> [TASK BRIEF]:
Rescale the rows below, from the one containing "Reviewer note: every instance of the sliding" down to the last row, both included. Repeat each of those rows, requests too, and multiply every coordinate in the answer points by 1.4, rounding to whole numbers with halves rounded up.

> [EXCERPTED RECORDS]:
-=-=-=-=-

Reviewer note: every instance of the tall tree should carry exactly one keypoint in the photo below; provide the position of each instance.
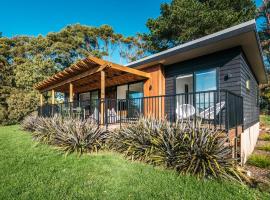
(25, 61)
(185, 20)
(264, 33)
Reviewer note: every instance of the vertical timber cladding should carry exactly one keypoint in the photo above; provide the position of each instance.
(153, 87)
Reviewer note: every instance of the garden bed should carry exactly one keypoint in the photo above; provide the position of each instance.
(31, 171)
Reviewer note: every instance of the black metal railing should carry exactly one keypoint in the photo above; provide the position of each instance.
(219, 108)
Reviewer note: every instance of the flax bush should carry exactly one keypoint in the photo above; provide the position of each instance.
(81, 136)
(67, 134)
(29, 122)
(198, 151)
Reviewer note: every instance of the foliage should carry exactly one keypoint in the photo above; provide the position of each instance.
(264, 147)
(201, 152)
(263, 12)
(21, 103)
(259, 160)
(24, 60)
(29, 122)
(81, 136)
(185, 20)
(39, 172)
(265, 120)
(265, 137)
(67, 134)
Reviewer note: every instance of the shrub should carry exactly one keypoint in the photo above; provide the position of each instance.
(259, 160)
(198, 151)
(29, 122)
(265, 137)
(70, 134)
(264, 147)
(81, 136)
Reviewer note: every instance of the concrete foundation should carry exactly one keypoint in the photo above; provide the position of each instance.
(248, 141)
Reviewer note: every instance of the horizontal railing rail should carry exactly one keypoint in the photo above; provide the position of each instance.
(216, 108)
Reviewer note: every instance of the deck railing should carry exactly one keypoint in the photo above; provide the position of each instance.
(219, 108)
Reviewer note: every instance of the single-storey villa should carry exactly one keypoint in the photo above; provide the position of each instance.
(212, 81)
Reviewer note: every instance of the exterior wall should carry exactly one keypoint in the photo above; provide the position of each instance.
(250, 97)
(248, 141)
(155, 86)
(232, 71)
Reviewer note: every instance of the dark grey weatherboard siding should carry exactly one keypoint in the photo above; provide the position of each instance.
(251, 106)
(230, 62)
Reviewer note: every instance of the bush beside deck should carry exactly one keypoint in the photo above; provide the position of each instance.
(34, 171)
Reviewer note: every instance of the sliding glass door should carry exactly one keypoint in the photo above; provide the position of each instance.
(201, 82)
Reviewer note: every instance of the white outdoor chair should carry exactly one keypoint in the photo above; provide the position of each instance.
(210, 112)
(184, 111)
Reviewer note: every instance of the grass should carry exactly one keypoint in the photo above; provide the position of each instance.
(259, 160)
(31, 171)
(264, 147)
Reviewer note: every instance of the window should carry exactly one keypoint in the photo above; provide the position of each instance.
(206, 80)
(135, 90)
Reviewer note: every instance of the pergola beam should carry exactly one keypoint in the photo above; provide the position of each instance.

-=-=-=-=-

> [RESULT OF THIS TASK]:
Reviewer note: every instance of the sliding glass door should carry exactly one keypoint in the photo above; provide the position of each instance.
(281, 115)
Reviewer note: every instance of the white outdoor chair should carry exactly one keypoint in the photo above; provide the position of each instance.
(294, 157)
(258, 155)
Reviewer note: every instance of the grass should carry exactly one keypoint in the photo above; provide the position of each instance.
(363, 224)
(43, 239)
(370, 206)
Reviewer note: every instance of the window should carry exactly one keypoint in the photo above; provide the position of each instance.
(288, 112)
(189, 126)
Reviewer note: every instance of the pergola beam should carry exactly one keypoint in the photo above; provide the position of each instance.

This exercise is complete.